[Exercise objective]
Among the records below, find the lines with the word "Prompts" and copy them.

Segment Open

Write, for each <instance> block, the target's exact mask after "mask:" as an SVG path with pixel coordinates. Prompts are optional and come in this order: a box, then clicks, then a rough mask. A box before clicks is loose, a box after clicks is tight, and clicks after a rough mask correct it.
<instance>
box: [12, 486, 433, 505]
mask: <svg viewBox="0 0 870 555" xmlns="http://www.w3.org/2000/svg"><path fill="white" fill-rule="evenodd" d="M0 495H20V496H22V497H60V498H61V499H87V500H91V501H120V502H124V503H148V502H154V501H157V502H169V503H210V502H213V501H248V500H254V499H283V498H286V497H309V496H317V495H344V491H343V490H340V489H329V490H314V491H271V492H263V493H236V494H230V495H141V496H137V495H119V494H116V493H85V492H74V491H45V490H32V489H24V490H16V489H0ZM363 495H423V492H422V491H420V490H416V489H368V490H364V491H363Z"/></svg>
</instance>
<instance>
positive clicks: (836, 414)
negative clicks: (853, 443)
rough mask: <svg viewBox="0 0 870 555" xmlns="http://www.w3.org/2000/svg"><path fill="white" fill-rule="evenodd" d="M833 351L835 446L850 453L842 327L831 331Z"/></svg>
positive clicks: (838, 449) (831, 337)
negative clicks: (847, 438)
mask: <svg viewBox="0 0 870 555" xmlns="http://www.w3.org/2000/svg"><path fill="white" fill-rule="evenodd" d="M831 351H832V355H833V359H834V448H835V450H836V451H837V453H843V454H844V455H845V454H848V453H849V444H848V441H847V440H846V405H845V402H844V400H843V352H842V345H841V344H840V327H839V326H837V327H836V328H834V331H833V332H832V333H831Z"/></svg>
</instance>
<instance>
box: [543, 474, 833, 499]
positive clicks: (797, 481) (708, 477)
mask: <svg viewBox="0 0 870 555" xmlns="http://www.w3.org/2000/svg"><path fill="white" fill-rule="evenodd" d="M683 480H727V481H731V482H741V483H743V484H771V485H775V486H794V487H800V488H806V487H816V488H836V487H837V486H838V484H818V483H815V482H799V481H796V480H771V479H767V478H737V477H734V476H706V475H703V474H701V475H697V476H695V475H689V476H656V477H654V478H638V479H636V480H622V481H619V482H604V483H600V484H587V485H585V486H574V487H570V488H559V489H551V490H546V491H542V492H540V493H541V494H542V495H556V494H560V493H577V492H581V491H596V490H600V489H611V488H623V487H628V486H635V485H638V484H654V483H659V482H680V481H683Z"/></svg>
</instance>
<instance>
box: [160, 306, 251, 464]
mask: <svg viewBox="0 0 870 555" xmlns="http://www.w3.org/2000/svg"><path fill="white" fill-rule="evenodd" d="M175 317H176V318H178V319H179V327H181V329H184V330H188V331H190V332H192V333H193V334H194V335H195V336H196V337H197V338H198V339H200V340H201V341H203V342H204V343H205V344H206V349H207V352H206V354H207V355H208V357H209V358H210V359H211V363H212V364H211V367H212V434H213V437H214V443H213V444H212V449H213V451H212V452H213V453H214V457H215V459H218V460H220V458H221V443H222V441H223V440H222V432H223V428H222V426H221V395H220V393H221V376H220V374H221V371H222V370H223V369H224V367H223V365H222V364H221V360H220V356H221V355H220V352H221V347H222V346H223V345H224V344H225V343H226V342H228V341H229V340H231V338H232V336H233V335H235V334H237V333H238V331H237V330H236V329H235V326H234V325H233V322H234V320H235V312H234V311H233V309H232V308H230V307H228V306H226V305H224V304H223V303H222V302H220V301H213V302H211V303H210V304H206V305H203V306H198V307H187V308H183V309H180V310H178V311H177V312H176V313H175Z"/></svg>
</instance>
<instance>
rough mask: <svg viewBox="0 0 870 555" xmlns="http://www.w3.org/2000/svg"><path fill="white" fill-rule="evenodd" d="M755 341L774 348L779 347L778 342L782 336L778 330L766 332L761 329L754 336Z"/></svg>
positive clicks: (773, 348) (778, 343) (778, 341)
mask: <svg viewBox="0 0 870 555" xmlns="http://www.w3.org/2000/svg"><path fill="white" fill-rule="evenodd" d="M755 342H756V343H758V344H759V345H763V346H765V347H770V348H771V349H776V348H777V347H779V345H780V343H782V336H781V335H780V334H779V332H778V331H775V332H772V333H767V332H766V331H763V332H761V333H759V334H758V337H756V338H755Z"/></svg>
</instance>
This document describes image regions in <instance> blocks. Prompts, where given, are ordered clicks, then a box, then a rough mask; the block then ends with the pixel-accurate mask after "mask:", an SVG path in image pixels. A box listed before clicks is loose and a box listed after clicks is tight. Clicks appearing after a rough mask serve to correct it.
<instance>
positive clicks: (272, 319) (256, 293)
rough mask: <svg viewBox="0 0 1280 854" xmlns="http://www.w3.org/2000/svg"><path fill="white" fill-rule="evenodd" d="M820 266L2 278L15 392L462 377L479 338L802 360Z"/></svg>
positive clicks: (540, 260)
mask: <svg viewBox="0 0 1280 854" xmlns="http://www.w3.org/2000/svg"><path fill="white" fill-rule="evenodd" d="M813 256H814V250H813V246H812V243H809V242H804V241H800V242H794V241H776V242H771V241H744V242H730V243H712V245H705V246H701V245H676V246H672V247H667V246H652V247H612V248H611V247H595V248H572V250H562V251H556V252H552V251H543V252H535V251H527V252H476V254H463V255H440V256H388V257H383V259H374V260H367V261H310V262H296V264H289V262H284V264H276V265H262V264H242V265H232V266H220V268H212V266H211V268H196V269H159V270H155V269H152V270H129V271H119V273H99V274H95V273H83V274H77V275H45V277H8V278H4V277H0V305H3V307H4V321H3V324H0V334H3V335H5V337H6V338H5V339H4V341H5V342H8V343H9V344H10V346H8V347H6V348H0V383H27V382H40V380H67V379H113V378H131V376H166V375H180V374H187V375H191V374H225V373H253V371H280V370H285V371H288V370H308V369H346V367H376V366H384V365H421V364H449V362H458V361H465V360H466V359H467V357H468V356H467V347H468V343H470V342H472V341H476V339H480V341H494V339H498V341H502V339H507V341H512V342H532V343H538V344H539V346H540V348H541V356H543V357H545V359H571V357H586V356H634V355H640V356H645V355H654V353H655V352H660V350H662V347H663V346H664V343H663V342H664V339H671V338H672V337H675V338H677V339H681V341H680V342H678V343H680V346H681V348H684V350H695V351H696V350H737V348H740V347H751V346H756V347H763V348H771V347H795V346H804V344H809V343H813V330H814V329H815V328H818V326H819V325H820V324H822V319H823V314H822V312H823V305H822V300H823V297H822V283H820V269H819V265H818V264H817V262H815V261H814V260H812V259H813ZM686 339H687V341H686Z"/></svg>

Segment Closed

[Response to the exercise]
Write, for each <instance> block, the target's exact mask after "mask:" as an SVG path with pixel coordinates. Prompts are optional and come in this order: a box, then clicks, then a rough mask. A box before clicks is loose, a box after clicks is tight, and clicks after a rough mask correct it.
This document describes image regions in <instance> blocks. Prompts, where given, are ordered clicks, then a box, then a rough mask; the block then ends with the pixel-accurate mask after "mask:", an SVG path in image pixels. A box listed before clicks is loose and a box listed after clicks is tight. Clicks appearing after a rough mask serve to correct it.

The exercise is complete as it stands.